* _PROBLEM DESCRIPTION_: Repeat word for word the part of the Veeam deduplication thread below that opens with the words containing "- At which level" and closes with "dedup work there?".

* _EXCERPTED TEXT_:
======

I've read the doc there https://helpcenter.veeam.com/docs/backu ... ml?ver=120 but it's not a simple topic
- I understand it's only online dedup, not offline, right?
- The doc says that the dedup is made by the Veeam data mover, so it effectively happens on the repository, not the backup proxy? (which makes sense, just to be sure)
- At which level does the dedup apply, a given backup job or globally? For example if I have 2 backup jobs, each one backuping a single VM from the same template, will dedup work there?
- Does dedup apply in the same way to performance and capacity tiers?
Did maybe the wrong link get copy/pasted? Looks like that's a topic about how to import backups from Object Storage repositories in a disaster recovery event, and don't see deduplication and compression being discussed.
I think it answers your questions, and as noted in the document, there is space reduction happening both on the proxy and the repository to maximize the efficiency and potential savings.

======

* _DATA UNDER STUDY_:
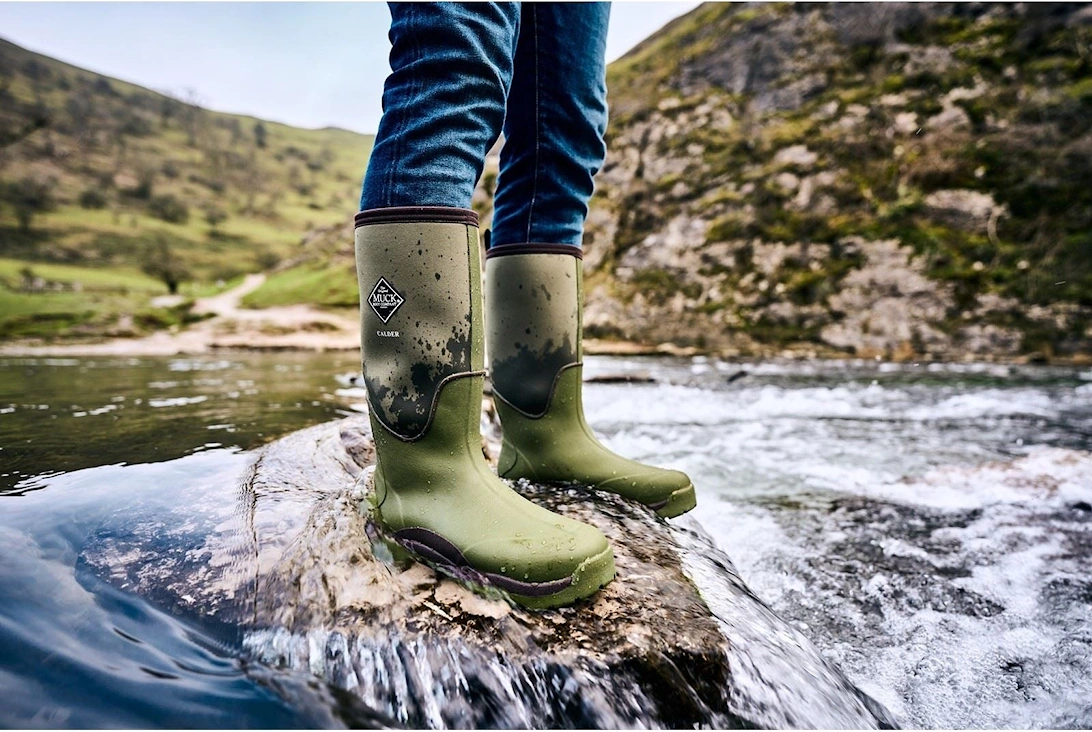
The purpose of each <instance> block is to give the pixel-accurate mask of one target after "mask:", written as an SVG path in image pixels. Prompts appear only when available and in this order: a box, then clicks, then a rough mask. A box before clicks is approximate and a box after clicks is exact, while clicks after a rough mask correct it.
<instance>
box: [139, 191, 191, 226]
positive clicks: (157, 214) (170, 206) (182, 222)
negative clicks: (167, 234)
mask: <svg viewBox="0 0 1092 732" xmlns="http://www.w3.org/2000/svg"><path fill="white" fill-rule="evenodd" d="M147 212H149V213H150V214H152V215H153V216H155V217H156V219H162V220H163V221H165V222H167V223H168V224H185V223H186V222H188V221H189V220H190V209H189V206H188V205H186V203H183V202H182V201H181V199H179V198H178V197H177V196H173V194H170V193H167V194H166V196H156V197H155V198H153V199H152V200H151V201H149V204H147Z"/></svg>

======

* _OUTPUT FOR THIS TASK_:
- At which level does the dedup apply, a given backup job or globally? For example if I have 2 backup jobs, each one backuping a single VM from the same template, will dedup work there?